> THE PROBLEM
Can you write out the lines below again, substituting "enclosing rectangle" for every "bounding box" and changing nothing else, with the pictures left out?

[INFORMATION GIVEN start]

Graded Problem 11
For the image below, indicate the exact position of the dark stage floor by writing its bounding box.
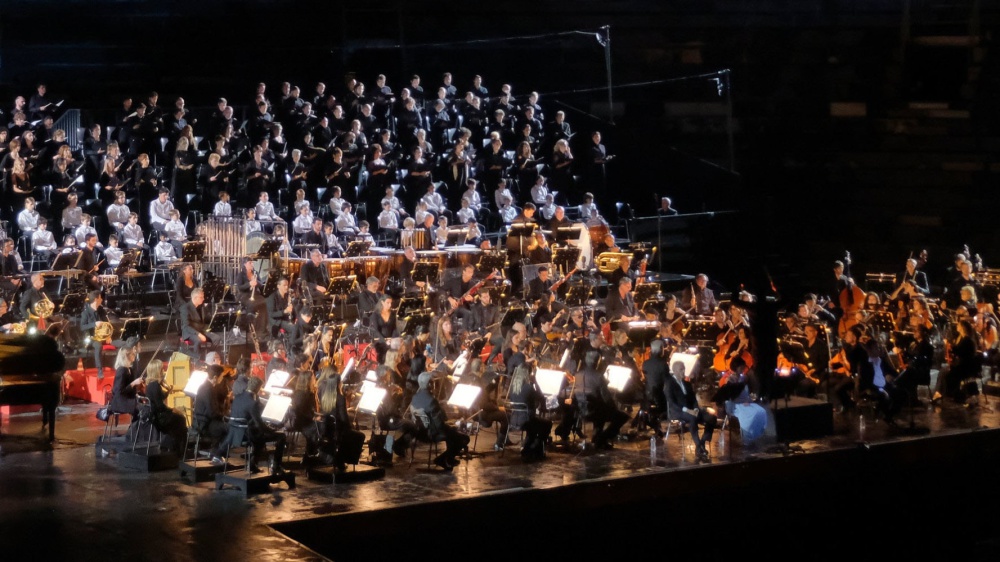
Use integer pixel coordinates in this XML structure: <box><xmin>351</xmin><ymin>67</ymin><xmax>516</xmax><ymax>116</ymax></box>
<box><xmin>0</xmin><ymin>372</ymin><xmax>1000</xmax><ymax>561</ymax></box>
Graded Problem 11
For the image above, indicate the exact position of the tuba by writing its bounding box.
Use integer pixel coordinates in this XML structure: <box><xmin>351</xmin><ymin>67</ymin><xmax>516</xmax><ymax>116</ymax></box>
<box><xmin>31</xmin><ymin>293</ymin><xmax>56</xmax><ymax>319</ymax></box>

[INFORMATION GIVEN end]

> RESPONSE FOR THIS EXERCISE
Graded Problem 11
For the image below, indicate the exact position of the dark stage floor by writing its enclosing rectangle.
Use integer pixel coordinates in this XML structure: <box><xmin>351</xmin><ymin>67</ymin><xmax>516</xmax><ymax>116</ymax></box>
<box><xmin>0</xmin><ymin>372</ymin><xmax>1000</xmax><ymax>561</ymax></box>
Graded Problem 11
For the image above, indicate the exact position of the tuba by writing its enclosing rectangle.
Use integer pixel coordinates in this XML structure: <box><xmin>351</xmin><ymin>67</ymin><xmax>516</xmax><ymax>116</ymax></box>
<box><xmin>31</xmin><ymin>293</ymin><xmax>56</xmax><ymax>319</ymax></box>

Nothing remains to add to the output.